• 本文抜粋
▼

😸

【Gooble Colab】Stable Diffusionを動かしてみた

2022/09/15に公開

Python

機械学習

tech

はじめに

こんにちは、わっしーです。最近、画像生成のアプリやデモが流行っており、生成モデルに入力するプロンプトテキストが呪文と言われるようにまでなっています。私もStable Diffusionを試し、以下のようなピンク色のアニメキャラクターを生成できました。

本記事では、Google Colab上でStable Diffusionを動かす方法を紹介します。

※Google ColabのPro+(GPU:A100)を使用し、動作確認をしています。

環境設定

まずは、実行に必要なライブラリやStable Diffusionの重みをダウンロードします。

# stable diffusionのダウンロード
!git clone https://github.com/CompVis/stable-diffusion.git

次に、ライブラリのインストールをします。

▲

• 課題の指示
この記事を読み、次の問いに答えよ。
1. 記事はいつ公開されたか。
2. 筆者が生成できたアニメキャラクターは何色か。
3. 動作確認に使ったGoogle ColabのプランとGPUは何か。
記録は使わなくてよい。

• 元データ
▼

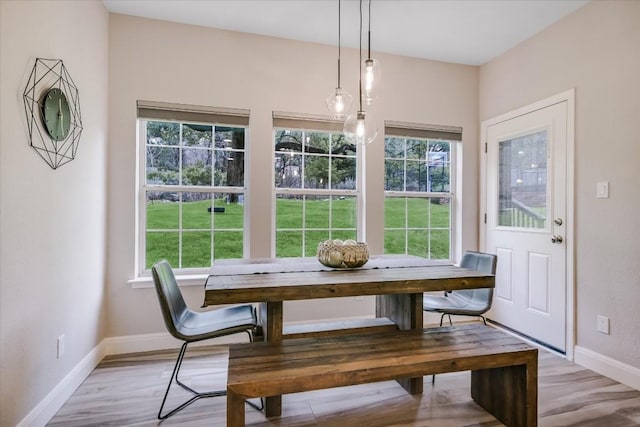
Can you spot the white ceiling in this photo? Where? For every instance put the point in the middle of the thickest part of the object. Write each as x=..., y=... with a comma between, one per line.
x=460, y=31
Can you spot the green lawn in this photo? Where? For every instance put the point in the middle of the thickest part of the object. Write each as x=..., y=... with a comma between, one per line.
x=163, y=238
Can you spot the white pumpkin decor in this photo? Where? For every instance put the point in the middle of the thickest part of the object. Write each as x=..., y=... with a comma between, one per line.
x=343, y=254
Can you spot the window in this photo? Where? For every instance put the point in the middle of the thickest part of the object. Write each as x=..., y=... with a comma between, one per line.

▲
▼

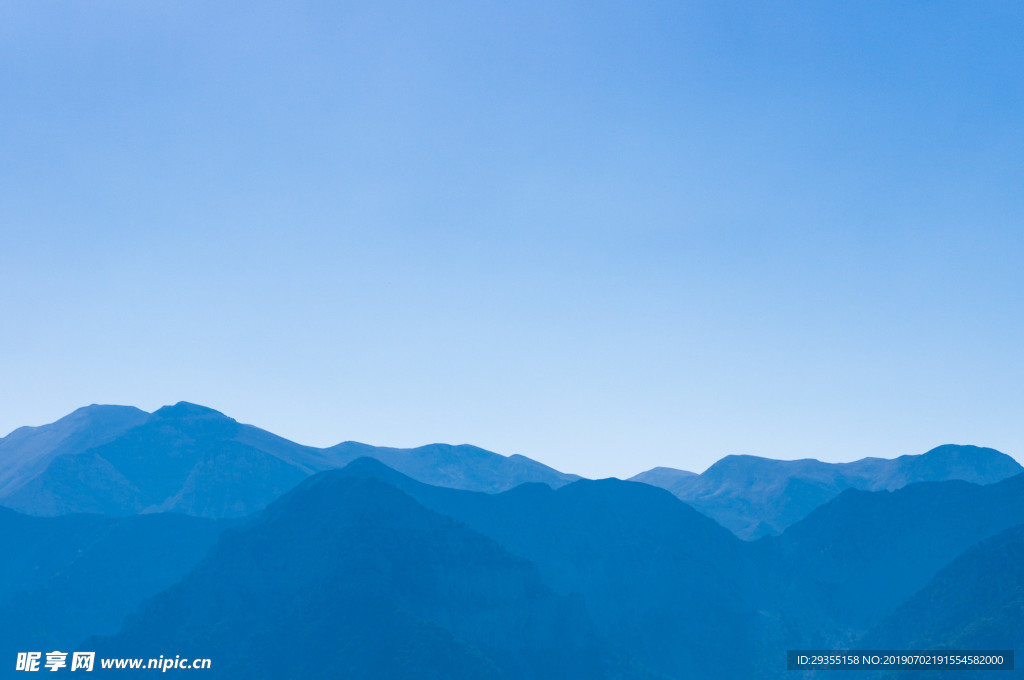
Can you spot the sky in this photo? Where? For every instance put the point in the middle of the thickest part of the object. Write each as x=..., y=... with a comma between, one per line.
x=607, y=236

▲
▼

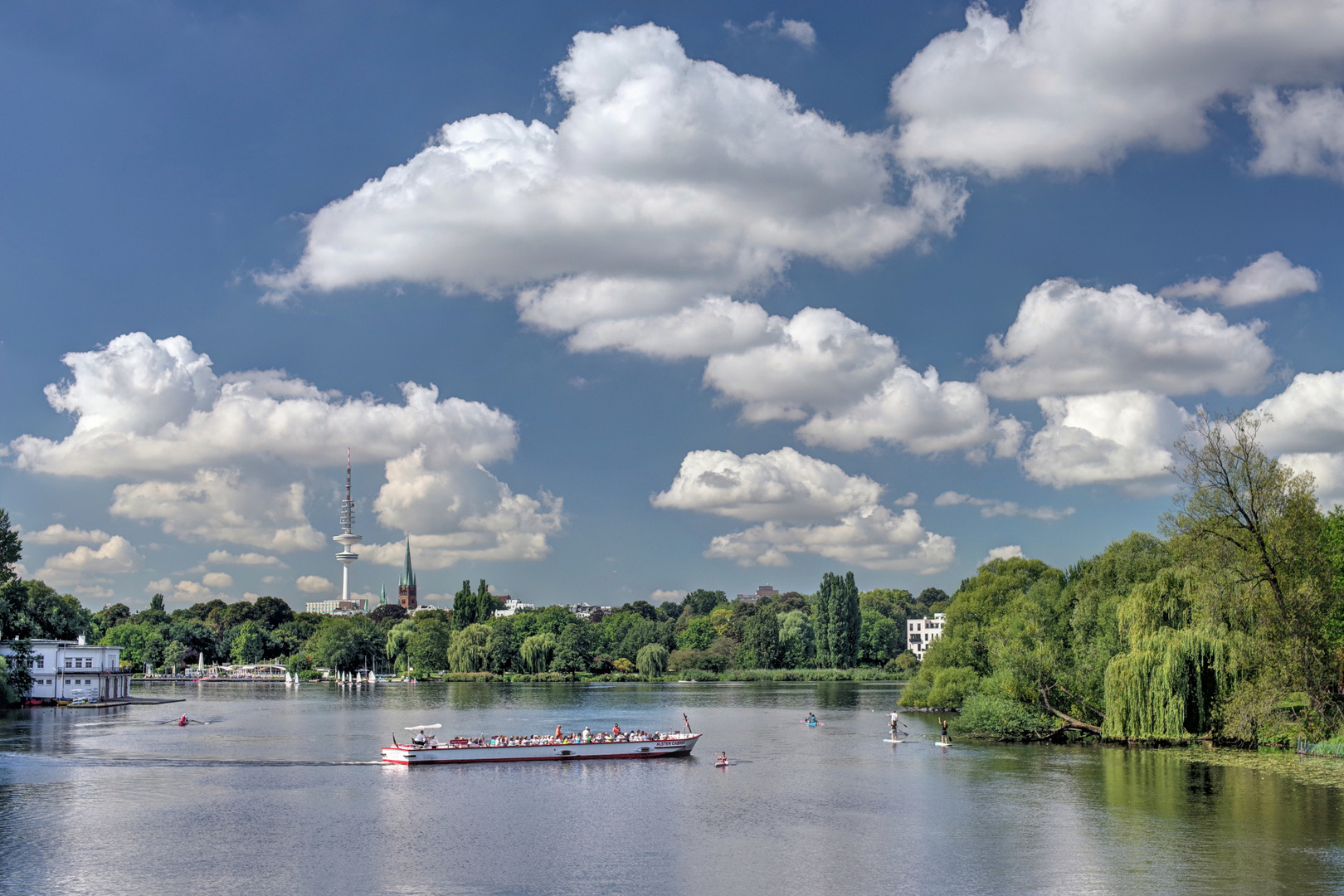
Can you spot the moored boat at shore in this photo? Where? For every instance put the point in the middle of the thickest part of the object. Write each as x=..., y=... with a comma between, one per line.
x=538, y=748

▲

• 解答
1. 2022/09/15
2. ピンク色
3. Pro+、A100